Carry on the passage about checking satisfiability with NFAs and DFAs, starting right after its final sentence.

## Source extract
━━━━━━━━━━━━━━━━━━━━
The idea of the reduction is that if we can count the amount of vertices covered by these cubes, then we can compare this amount to the total number of vertices and if it is less than $2^n$ where $n$ is the number of variables, then the function is satisfiable, otherwise not. The problem is that implicants aren’t always disjoint. So, the satisfiability problem is essentially the problem of comparing $2^n$ with the size of the union of variable assignments described by cubes.

These variable assignments that are parts of some cube(s) can be accepted with a nondeterministic finite automata (NFA) with $n$ states. We can create such an NFA for each clause and then union them by marking multiple states as initial. In this example, we get the following NFA:

The top row of the NFA accepts variable assignments generated by the `11*0`

cube, the middle row corresponds to the `1*01`

cube and the bottom one - to `**10`

. $\varphi$ is satisfiable if and only if there is at least one word of length 4, such that this NFA doesn’t accept it.

## Converting the NFA to a BDD

The idea of this reduction can be used to compute all the satisfying assignments of $\varphi$. Consider the example above - we can apply the Rabin-Scott algorithm to convert the NFA to a DFA:

The computed DFA will always be acyclic (without the $\varnothing$-node), because the initial NFA had no cycles in it. The satisfying assignments are the ones that are not accepted by the NFA. Therefore, they are exactly the paths of length $n$, leading to $\varnothing$. A program can easily output all satisfying assignments with a DFS or BFS-search in this tree.
━━━━━━━━━━━━━━━━━━━━
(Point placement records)
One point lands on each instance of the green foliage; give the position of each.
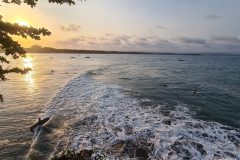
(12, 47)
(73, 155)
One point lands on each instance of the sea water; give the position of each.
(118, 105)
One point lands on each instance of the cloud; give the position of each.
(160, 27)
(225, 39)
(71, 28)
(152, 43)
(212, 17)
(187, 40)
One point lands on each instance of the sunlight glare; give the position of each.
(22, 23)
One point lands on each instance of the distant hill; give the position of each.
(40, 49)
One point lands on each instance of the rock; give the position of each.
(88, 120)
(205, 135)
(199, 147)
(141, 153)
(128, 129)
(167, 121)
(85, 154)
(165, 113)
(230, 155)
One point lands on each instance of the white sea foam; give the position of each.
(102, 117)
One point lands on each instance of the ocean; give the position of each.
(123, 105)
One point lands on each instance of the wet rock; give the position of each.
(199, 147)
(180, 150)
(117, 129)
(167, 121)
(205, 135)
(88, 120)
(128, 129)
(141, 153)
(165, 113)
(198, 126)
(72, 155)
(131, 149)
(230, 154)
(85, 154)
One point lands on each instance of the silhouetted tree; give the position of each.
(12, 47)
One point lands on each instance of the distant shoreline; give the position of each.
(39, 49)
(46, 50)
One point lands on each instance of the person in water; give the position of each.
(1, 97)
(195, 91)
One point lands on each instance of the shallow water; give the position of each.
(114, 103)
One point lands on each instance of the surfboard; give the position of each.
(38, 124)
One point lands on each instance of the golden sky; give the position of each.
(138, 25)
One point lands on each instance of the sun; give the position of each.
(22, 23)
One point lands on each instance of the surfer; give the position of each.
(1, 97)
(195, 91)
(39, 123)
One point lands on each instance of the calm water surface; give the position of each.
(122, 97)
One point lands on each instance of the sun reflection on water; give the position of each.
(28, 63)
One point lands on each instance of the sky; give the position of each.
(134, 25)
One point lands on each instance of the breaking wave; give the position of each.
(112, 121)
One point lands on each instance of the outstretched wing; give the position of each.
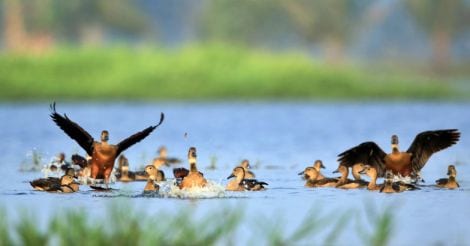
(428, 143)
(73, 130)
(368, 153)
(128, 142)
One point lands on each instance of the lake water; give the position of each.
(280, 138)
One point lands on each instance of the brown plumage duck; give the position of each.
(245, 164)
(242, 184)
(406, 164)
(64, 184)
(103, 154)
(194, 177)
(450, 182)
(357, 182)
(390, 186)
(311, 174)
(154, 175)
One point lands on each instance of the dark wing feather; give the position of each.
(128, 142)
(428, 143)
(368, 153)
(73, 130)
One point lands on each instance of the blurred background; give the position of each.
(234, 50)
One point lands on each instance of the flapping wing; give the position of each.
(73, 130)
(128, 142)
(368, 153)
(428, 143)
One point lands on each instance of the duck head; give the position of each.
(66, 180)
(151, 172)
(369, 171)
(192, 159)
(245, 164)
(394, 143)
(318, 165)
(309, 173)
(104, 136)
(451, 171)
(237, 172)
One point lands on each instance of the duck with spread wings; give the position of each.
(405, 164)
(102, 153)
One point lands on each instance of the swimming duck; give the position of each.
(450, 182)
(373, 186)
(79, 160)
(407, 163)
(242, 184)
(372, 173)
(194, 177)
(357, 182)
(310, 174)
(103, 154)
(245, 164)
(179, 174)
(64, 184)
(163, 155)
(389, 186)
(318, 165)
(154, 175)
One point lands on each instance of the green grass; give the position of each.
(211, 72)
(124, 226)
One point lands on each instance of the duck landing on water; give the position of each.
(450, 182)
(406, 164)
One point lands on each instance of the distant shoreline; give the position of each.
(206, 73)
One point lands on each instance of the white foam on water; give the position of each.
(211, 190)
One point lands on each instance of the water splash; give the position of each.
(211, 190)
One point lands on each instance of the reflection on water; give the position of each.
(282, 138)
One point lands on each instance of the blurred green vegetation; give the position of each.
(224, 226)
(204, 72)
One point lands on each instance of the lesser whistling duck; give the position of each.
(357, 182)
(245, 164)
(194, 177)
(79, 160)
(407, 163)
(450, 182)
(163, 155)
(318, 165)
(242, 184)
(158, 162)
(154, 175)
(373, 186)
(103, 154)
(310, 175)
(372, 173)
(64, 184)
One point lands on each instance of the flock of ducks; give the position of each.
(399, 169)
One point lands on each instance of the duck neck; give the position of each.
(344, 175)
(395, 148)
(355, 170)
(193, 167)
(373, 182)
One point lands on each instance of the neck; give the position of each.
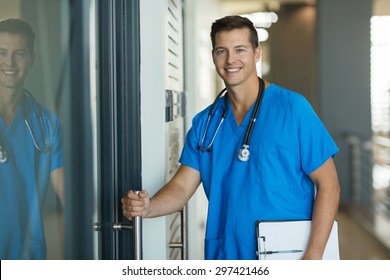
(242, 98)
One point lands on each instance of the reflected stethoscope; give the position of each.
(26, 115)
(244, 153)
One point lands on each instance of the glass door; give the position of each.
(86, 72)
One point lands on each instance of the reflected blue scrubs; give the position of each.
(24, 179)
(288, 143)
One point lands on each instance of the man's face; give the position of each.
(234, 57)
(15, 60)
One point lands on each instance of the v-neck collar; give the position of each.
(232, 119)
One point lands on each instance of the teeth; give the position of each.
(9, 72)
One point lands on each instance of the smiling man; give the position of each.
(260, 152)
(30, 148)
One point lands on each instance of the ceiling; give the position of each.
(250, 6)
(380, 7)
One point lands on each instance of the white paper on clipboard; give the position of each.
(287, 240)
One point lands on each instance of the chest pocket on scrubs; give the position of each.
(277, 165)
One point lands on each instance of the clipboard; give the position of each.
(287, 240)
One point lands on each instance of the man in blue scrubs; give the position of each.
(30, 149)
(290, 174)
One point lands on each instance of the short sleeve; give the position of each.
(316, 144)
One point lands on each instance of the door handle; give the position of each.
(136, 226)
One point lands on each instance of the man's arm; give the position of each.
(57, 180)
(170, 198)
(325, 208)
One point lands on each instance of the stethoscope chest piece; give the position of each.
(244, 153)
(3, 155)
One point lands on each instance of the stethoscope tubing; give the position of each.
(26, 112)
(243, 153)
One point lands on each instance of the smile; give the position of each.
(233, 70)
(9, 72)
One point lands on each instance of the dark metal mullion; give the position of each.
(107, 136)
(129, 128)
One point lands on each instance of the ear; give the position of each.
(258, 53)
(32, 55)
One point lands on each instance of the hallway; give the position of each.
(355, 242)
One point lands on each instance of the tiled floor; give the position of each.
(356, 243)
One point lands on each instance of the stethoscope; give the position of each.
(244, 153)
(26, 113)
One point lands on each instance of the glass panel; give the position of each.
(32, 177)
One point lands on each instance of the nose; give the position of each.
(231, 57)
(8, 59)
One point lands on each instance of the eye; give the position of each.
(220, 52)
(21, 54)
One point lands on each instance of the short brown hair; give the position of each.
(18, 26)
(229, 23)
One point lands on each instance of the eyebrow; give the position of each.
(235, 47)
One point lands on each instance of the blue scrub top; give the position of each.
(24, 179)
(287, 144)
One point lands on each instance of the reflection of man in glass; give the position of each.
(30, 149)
━━━━━━━━━━━━━━━━━━━━
## Output for this exercise
If we replace $\varnothing$ with the positive leaf and all final states with a negative leaf (the transitions after them can be removed), then the graph will become an ordered binary decision diagram (OBDD) of $\varphi$:

Of course, the nodes should be renamed to variable names:

The Rabin-Scott algorithm doesn’t always output minimal deterministic automations and therefore in most cases the OBDD will also not be minimal, like in this case where the redundant checks are clearly seen. In order to get a ROBDD we will still need to apply the elimination and the isomorphism rules (remove redundant checks and reuse subtrees):

## NP-Complete special case

We can tweak the problem defined above to make it belong to $\mathcal{NP}$:

**Name**: `NFA Rejected m-string`

**Input**: A nondeterministic finite automata (NFA) $M := (Z, \Sigma, \delta, S, E)$ and a unary-encoded number $m \in \mathbb{N}$.

**Question**: Exists such a string $\alpha \in \Sigma^*$ of length $m$ such that $\alpha \notin L(M)$?

This problem is in $\mathcal{NP}$, because a string of length $m$ can be used as a certificate. Then, by using the idea of the Rabin-Scott theorem, we can compute all potential states after $m$ transitions and therefore test whether the given string is rejected or not in time in $O(\st Z \st^2 \cdot m)$, which is polynomial in the length of the input. The $\mathcal{NP}$-hardness can be shown with a reduction from `CNF-SAT`

as follows:

- Consider a formula $\varphi$ with $k$ clauses and $n$ variables.
- Construct an NFA $M = (Z, \Sigma, \delta, S, E)$ by following the same steps as in the proof of $\mathcal{NP}$-hardness of
`NFA Language Size`

. - Set $m := n$.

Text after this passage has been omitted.